**Excerpted text**
■ ■ ■ ■
Thursday, 13 March 2014


The sea we see is really an estuary, leading oil tankers and fishing boats into the busy beating heart of Scotland and then out again. We venture outside to count boats on cold days and warm days. And though we visit the beach in all weathers, we like it best in spring and autumn. The crowds only descend from the city in the height of summer, so at this quiet time of year when the days are finally getting longer, we own the sea and the shore and the wilderness of buckthorn with its secret passages and hidey holes.

Spring arrived for three days this week, turning the water azure; today it has sloped away leaving behind blossom, promises and a greyish chill. 

No matter. I have sunshine in a bowl . . . restorative, cheery, Carrot, Squash and Coconut Soup with a hefty kick of ginger and a squeeze of orange.

This is an adapted version of Rory O’Connell’s lovely Carrot, Coconut and Lemongrass Soup from Master It, a tome that is fast replacing Good Housekeeping as my go-to book for delicious, best basics that I know I’ll still be serving when the kids are too old to want to come boat-counting with me.

Carrot, Squash and Coconut Soup

Makes around 1.2 litres

40g butter

2 onions, finely chopped

1 large clove garlic, finely chopped

4 medium carrots, peeled and finely sliced

1 small butternut squash, peeled, fibres and seeds removed, diced

4cm finger root ginger, peeled and finely chopped

Pinch of sugar

Salt and pepper

800ml chicken stock

400ml can coconut milk

Juice of 1 mandarin orange

In a large, heavy-based casserole pan, melt the butter, then add the onions, garlic, ginger, carrots and butternut squash. Stir well to coat, then add a pinch of sugar, salt and pepper. Put a lid on and let it all cook away gently on a low heat for 15 to 20 minutes, stirring occasionally to make sure the veg doesn't stick.

Pour in the chicken stock, bring to a strong simmer, then put the lid back on, turn the heat back down low and let everything quietly bubble away for 30 or 40 minutes.

When the carrots and butternut squash give easily under a sharp knife, they are done. Take off the heat and whizz smooth with a stick blender taking care not to splatter hot purée everywhere (she says, ruefully).

Add the orange juice.

Warm the coconut milk in a separate pan and then add to the rest.

If you want to get fancy, scatter a handful of toasted walnuts over the top. Walnuts and butternut squash are lovely together.

Tuesday, 18 February 2014


Almost everyone who has wandered my way at feeding time has had this simple stew plonked in front of them so it’s remiss of me not to have shared the recipe sooner.  The chorizo adds flavour rather than meaty substance; here, lentils, beans and tomatoes are really the stars of the show.  Do serve it with bread.  Rice is nice, but it’s best scooped/dunked/smeared.  Don’t forgo the balsamic because it gives a necessary crack of the whip at the end of the mouthful.  And there should always, always be red wine with any red food served on a dismal Tuesday in February.

I hesitate to call this a 'store-cupboard' stew.  In the sense that it works a few canned heroes into a bright, bold and warming supper, then it earns the title, but I can't help feeling it's a bit presumptious to assume everyone has puy lentils and black beans permanently in stock.  One of these days I will have a grown-up larder, until that happens I'll go about the business of Buying Things When I Know I'll Use Them.
■ ■ ■ ■
**Given information**

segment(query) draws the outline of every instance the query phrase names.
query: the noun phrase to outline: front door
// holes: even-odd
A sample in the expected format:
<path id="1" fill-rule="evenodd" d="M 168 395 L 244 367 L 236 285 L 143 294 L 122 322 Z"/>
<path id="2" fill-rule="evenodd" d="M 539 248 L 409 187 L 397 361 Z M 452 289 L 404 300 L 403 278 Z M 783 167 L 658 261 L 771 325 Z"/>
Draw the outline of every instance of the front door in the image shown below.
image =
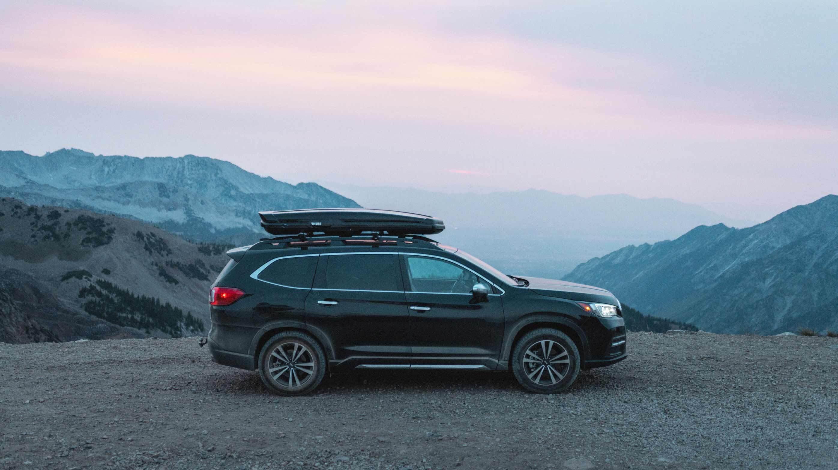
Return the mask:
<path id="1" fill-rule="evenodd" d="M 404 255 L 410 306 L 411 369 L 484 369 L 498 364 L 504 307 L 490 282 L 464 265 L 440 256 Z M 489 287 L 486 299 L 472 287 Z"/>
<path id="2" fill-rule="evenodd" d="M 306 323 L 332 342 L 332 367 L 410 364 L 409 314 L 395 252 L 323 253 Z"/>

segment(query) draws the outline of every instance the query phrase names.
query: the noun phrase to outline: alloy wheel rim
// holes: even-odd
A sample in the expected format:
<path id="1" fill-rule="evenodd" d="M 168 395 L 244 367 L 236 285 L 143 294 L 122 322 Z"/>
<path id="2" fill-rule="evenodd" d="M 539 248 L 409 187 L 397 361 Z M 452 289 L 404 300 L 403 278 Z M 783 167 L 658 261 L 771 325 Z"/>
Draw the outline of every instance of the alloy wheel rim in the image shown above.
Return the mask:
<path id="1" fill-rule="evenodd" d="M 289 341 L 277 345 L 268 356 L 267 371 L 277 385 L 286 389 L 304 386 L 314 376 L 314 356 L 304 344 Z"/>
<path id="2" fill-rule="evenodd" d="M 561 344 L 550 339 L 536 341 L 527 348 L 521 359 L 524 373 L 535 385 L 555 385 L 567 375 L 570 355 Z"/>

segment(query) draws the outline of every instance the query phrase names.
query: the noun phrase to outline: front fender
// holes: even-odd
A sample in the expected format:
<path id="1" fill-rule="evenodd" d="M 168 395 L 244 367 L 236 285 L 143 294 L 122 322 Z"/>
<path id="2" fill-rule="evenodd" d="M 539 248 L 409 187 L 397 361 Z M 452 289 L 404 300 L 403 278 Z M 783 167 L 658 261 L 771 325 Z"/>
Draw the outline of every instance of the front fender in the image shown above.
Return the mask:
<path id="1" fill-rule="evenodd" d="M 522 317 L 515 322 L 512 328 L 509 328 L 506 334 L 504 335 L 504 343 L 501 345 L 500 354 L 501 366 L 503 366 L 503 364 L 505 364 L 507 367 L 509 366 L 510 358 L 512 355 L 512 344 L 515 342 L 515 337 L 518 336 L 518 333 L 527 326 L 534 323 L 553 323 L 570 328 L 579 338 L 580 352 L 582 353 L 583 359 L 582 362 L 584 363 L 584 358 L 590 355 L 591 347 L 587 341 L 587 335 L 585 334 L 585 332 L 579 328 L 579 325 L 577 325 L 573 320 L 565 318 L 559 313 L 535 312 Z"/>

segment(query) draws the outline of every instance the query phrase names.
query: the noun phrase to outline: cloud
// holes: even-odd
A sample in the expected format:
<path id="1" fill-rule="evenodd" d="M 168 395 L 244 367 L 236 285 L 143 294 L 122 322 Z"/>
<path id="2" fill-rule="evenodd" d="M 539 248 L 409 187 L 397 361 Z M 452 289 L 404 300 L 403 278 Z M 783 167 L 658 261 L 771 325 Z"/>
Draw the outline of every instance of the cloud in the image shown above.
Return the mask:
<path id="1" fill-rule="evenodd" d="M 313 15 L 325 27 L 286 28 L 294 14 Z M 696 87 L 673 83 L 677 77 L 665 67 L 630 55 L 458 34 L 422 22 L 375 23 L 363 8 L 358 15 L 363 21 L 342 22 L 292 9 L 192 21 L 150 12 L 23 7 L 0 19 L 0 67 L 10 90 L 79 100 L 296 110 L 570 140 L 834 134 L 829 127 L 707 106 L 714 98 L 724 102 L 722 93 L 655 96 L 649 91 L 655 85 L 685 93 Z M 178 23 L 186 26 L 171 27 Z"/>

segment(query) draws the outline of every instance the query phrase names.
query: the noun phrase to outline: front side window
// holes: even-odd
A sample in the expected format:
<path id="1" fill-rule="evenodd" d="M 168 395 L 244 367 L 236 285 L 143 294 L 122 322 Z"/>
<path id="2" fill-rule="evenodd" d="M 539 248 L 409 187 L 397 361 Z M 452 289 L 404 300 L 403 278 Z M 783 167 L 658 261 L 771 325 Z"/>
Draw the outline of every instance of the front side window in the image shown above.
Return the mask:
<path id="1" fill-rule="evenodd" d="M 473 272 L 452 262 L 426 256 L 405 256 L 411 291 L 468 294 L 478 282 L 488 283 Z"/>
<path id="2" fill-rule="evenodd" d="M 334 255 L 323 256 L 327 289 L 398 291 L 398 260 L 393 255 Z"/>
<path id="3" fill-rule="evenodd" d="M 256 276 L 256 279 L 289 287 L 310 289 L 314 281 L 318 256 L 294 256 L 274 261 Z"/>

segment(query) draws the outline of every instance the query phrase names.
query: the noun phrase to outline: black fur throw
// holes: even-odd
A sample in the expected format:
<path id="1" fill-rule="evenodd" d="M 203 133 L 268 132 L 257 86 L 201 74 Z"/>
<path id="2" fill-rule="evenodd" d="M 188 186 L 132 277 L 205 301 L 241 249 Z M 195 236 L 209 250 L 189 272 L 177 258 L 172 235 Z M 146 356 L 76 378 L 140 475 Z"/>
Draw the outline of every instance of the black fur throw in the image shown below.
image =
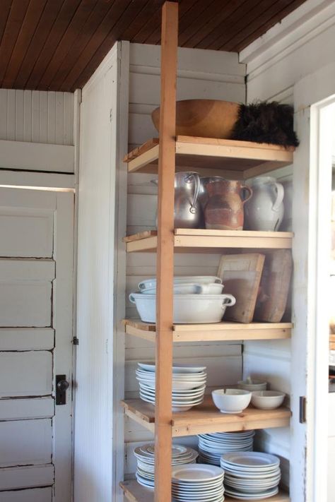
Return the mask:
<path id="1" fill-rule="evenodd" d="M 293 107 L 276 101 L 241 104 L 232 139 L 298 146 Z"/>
■ ■ ■ ■
**Short task A**
In the excerpted text, list the ingredients added to the casserole pan right after the butter has melted in the soup recipe.
**Short task B**
Rewrite the entries starting at their very beginning and ending at the line that contains "561 344 L 550", substituting "contour" for "outline" and changing nothing else. Leave the pictures out.

**Output A**
onions, garlic, ginger, carrots, butternut squash

**Output B**
segment(query) draws the contour of every instance the query phrase names.
query: the noun phrase to contour: front door
// holes: even-odd
A sample in the expected format:
<path id="1" fill-rule="evenodd" d="M 168 395 L 244 367 L 236 285 L 143 294 L 122 322 Z"/>
<path id="2" fill-rule="evenodd" d="M 539 248 L 409 187 L 397 361 Z M 452 289 L 404 300 L 403 278 Z M 783 167 L 658 261 L 771 325 Z"/>
Draw the contour of every instance of the front door in the image shown below.
image =
Return the mask:
<path id="1" fill-rule="evenodd" d="M 404 255 L 410 306 L 411 369 L 484 369 L 498 364 L 504 307 L 490 282 L 464 265 L 440 256 Z M 489 287 L 486 299 L 472 287 Z"/>
<path id="2" fill-rule="evenodd" d="M 306 323 L 332 342 L 332 367 L 410 364 L 409 314 L 395 252 L 323 253 Z"/>

segment(query) draws the contour of every instance the query phrase names.
query: the noun phrase to contour: alloy wheel rim
// holes: even-odd
A sample in the expected format:
<path id="1" fill-rule="evenodd" d="M 168 395 L 244 367 L 236 285 L 143 294 L 122 322 Z"/>
<path id="2" fill-rule="evenodd" d="M 539 248 L 409 187 L 397 361 Z M 452 289 L 404 300 L 403 278 Z M 783 167 L 658 261 L 771 325 Z"/>
Draw the contour of every instance of the alloy wheel rim in the image shown above.
Return the mask:
<path id="1" fill-rule="evenodd" d="M 289 341 L 277 345 L 268 356 L 267 371 L 277 385 L 286 389 L 304 386 L 314 376 L 314 356 L 304 344 Z"/>
<path id="2" fill-rule="evenodd" d="M 561 344 L 550 339 L 536 341 L 527 348 L 521 359 L 524 373 L 535 385 L 555 385 L 567 375 L 570 355 Z"/>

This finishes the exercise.